*** EXCERPT TO READ ***

# When you cool your house down at night?



## lundy (Jun 2, 2015)

Do you put your fans blowing cool air in or room air out? My philosophy is blow room air out. If you are blowing in your are just mixing the hot room air and cold outside air. If you are blowing out you are introducing cold air though other open windows and removing warmed mixed air....I've always wondered what other people think since I see it done each way....And I would justify blowing in if you are sitting in front of it for evaporative body cooling while sitting on the couch.

edit:maybe this post should be moved...


----------



## ptatohed (Jun 2, 2015)

I close all the windows and turn on the AC.


----------



## lundy (Jun 2, 2015)

ptatohed said:


> I close all the windows and turn on the AC.


In California I would do that as well!


----------



## ptatohed (Jun 2, 2015)

lundy said:


> ptatohed said:
> 
> 
> > I close all the windows and turn on the AC.
> ...






Why is it state dependent? Do you really have a fan at each window? I have a few ceiling fans and a few portable floor-standing fans, but it's very rare that I put the fan near the window. If I do, I have the outside air blow in (I am not only trying to lower the inside temp but I also want to feel the breeze).


----------



## Road Guy (Jun 2, 2015)

usually blow the colder air in and let it circulate...


----------



## lundy (Jun 2, 2015)

ptatohed said:


> lundy said:
> 
> 
> > ptatohed said:
> ...


I meant that in a way that it typically doesn't get down to the 50-60's that quick at night in California after it's 90-100 in the day time. Juse more 'free cooling' up here in Portland with the big temps swings.


----------



## P-E (Jun 2, 2015)

Blow the hot air out. Nerd alert: The fan itself gives off heat.


----------



## Supe (Jun 2, 2015)

Spring/Summer/Fall: Ceiling fan on, AC on, window closed.

Winter: Ceiling fan on, window open.

Spring/Summer/Fall with broken AC: Ceiling fan on, window open, bedroom door open, window fan blowing in across me in bed.

Me and warmth don't do well together when I'm trying to sleep. The power outages in Houston courtesy of Hurricane Ike a few years back damn near killed me.

*** STORED DATA ***

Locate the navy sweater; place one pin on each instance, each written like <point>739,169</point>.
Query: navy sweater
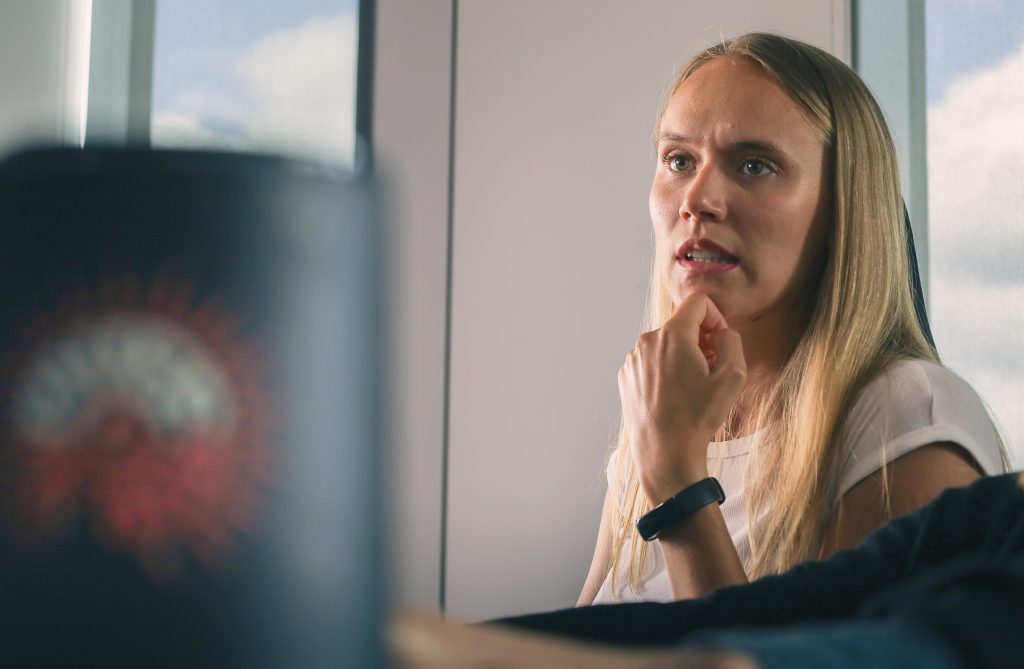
<point>954,568</point>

***

#### [TO BE DONE]
1. Return the passage from the night-cooling thread that begins at the words "Blow the hot" and stops after "on, window closed.", copied word for word.
2. In the thread on cooling a house at night, what caused the Houston power outages that Supe mentions?
3. Extend the forum thread about cooling a house down at night, starting after its final post.

#### [EXERCISE ANSWERS]
1.
Blow the hot air out. Nerd alert: The fan itself gives off heat.


----------



## Supe (Jun 2, 2015)

Spring/Summer/Fall: Ceiling fan on, AC on, window closed.

2. Hurricane Ike.

3.
----------



## ptatohed (Jun 2, 2015)

lundy said:


> ptatohed said:
> 
> 
> > lundy said:
> ...




I see what you are saying. Believe it or not, I am in the same boat. My area (Riverside County, CA) is considered desert and we can have scorching days but cool nights. But I usually just open the windows, no fan at the window. I have a two-story so sometimes the upstairs is brutal!


----------



## matt267 PE (Jun 2, 2015)

I turned my heat on today.


----------



## cement (Jun 2, 2015)

I watch the indoor / outdoor thermometer and when it is one degree cooler outside, the whole house fan goes on and I open the slider in the room i'm in, usually the kitchen. That thing blows the heat out of the attic and keeps the upstairs cool.


----------



## ptatohed (Jun 2, 2015)

cement said:


> I watch the indoor / outdoor thermometer and when it is one degree cooler outside, the whole house fan goes on and I open the slider in the room i'm in, usually the kitchen. That thing blows the heat out of the attic and keeps the upstairs cool.




I'm jealous, I have always wanted a whole house fan.


----------



## Road Guy (Jun 2, 2015)

There not to bad to install. I wonder if the newer ones are as noisy as the ones from 20 years ago?

We only ran the ac about 3 weeks last summer but the attic fan would come in handy about half the summer...


----------



## MechE_in_PA_PE (Jun 2, 2015)

ptatohed said:


> I close all the windows and turn on the AC.




^^^ This when night time temps are above about 75 or so.



lundy said:


> Do you put your fans blowing cool air in or room air out? My philosophy is blow room air out. If you are blowing in your are just mixing the hot room air and cold outside air. If you are blowing out you are introducing cold air though other open windows and removing warmed mixed air....I've always wondered what other people think since I see it done each way....And I would justify blowing in if you are sitting in front of it for evaporative body cooling while sitting on the couch.
> 
> edit:maybe this post should be moved...


^^^ same as you.... when its in the low 70 or below I turn the AC off and always blow the hot air out with a window fan in one bedroom and the other bedroom window open.

I also have a built in kitchen wall fan that blows out, which is great for using the oven or brewing in the summer :beerbang:


----------



## lundy (Jun 3, 2015)

MechE_in_PA said:


> ptatohed said:
> 
> 
> > I close all the windows and turn on the AC.
> ...


YES to beer brewing!


----------



## MechE_in_PA_PE (Jun 3, 2015)

lundy said:


> YES to beer brewing!




kicked my keg last night....need to keg 1 and start brewing another


----------



## lundy (Jun 3, 2015)

MechE_in_PA said:


> lundy said:
> 
> 
> > YES to beer brewing!
> ...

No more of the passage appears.